Trecho:
┏━━

Ao propô-la, não apenas se coloca como instância suspeita: estende a suspeição ao Congresso. Também lá há interesses capazes de contaminar a reforma – ao ponto, inclusive, de não permitir que se realize. Em tese, a idéia de transferir a empreitada a uma instância neutra de combate – a Constituinte – seria perfeita, não fosse o fato de que não há instância neutra em política.

 

As forças partidárias que elegeram o governo e o Congresso irão disputar, nos moldes de sempre, espaço na Constituinte – e para lá transferir a disputa em torno da reforma que se julgam sem isenção de promover. A questão-chave, pois, não é neutralidade.

 

Ninguém é neutro.

 

O problema é que a eleição para a tal Constituinte (se ela vier, claro) se dará sob as mesmas regras viciadas das demais eleições. Por que então o resultado seria diferente? Os candidatos a constituinte seriam financiados pelo método Marcos Valério, tornando-se, uma vez eleitos, reféns políticos de seus financiadores – e não de seus eleitores.

 

O governo, com o poder econômico que dispõe – e sem o desgaste de estar sendo diretamente julgado no pleito -, não terá rival no patrocínio de candidaturas. Tem o apoio de setores antípodas da sociedade. De um lado, a banca nacional e internacional, felicíssimas com a preservação de seus interesses (os lucros do sistema financeiro no período Lula são os mais altos da história).

 

De outro, os movimentos sociais, subsidiados por verbas federais, além da vasta clientela do Bolsa-Família, recém-ampliada com a extensão de seus benefícios a pessoas de até 17 anos.

 

O limite anterior era de 15 anos, mas, como aos 16 anos já se pode tirar título de eleitor, o benefício foi estendido em mais dois anos. Quantos milhões de pessoas esse gesto de aparente benemerência agregou ao curral eleitoral governista? Nenhum oligarca, em tempo algum, concebeu nada semelhante. Por aí se vê que o temor de uma reforma política via Constituinte não é improcedente.

┗━━

Informações fornecidas:
┏━━

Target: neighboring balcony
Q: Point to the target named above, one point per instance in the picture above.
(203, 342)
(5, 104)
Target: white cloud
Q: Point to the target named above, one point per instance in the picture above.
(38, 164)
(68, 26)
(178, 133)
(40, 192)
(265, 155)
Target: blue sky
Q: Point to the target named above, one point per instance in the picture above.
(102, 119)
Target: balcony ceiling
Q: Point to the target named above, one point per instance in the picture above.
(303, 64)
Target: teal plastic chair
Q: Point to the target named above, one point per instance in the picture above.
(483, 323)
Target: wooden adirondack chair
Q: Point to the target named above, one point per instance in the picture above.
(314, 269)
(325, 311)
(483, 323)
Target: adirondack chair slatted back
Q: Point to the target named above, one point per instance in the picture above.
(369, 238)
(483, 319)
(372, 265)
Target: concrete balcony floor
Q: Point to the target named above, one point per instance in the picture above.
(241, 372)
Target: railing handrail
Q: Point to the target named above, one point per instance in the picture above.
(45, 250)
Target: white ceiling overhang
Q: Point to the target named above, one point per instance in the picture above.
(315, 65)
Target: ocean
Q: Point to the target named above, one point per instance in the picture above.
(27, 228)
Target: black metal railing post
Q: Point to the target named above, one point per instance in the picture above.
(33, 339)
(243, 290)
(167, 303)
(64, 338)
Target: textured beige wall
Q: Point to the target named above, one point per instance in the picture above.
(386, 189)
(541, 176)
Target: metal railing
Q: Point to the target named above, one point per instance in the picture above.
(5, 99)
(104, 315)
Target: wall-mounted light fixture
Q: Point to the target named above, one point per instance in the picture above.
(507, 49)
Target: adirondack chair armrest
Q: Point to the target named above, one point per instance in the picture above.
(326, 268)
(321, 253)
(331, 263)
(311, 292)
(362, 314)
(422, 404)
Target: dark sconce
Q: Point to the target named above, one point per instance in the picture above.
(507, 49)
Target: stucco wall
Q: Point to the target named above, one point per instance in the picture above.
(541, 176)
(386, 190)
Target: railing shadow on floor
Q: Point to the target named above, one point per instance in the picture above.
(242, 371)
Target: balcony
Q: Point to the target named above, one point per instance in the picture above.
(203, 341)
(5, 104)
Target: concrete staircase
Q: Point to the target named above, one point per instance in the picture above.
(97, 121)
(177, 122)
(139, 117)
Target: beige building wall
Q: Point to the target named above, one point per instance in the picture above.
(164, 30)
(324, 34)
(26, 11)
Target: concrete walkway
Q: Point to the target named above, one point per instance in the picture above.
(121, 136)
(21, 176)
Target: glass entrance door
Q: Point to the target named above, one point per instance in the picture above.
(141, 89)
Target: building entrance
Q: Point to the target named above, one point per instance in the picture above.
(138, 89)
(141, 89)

┗━━

Tarefas e exercícios:
1 – No texto sobre a reforma política via Constituinte, qual era o limite de idade do Bolsa-Família antes da ampliação?
2 – Dê continuidade ao texto sobre a reforma política via Constituinte a partir do ponto em que ele termina.
Não é preciso consultar as linhas para fazer o que se pede.

Respostas do exercício:
1 – O limite anterior era de 15 anos.

2 –
Com tal poder, por que o governo deixaria de exercer a influência e o poder de pressão que exerce sobre os legisladores? E há um detalhe: no Congresso, mudanças na Constituição exigem quórum e rito qualificados (três quintos dos votos, em dois turnos, nas duas casas legislativas), enquanto na Constituinte, quórum e rito são reduzidos (o processo é unicameral), o que facilita a composição de maiorias, dando mais eficácia a expedientes tipo mensalão – em pleno vigor, embora com variáveis de rótulo e embalagem.

 

Basta ver as preliminares presentes da votação da proposta de prorrogação da CPMF, já aprovada em primeiro turno na Câmara. Em três dias, o governo gastou a bagatela de R$ 60 milhões, liberando verbas de emendas parlamentares. Depois do segundo turno na Câmara, haverá ainda outros dois turnos no Senado, onde a base governista é menos consistente – ou seja, onde o custo político é bem mais alto. Até lá, quanto ainda sairá dos cofres públicos?

 

O jogo é esse – troca de interesses - e produz, por parte de quem o pratica, frases que não deixem a menor dúvida quanto ao que expressam. Mesmo assim, são proferidas em tom solene e passam como manifestações de sabedoria estratégica.

 

Vejam, por exemplo, esta, de Renan Calheiros, proferida anteontem, em entrevista a uma emissora de TV: “Em política, tudo é possível, desde que as partes conversem”. Que partes, cara-pálida? - pergunta o eleitor, sabendo de antemão que não está incluído.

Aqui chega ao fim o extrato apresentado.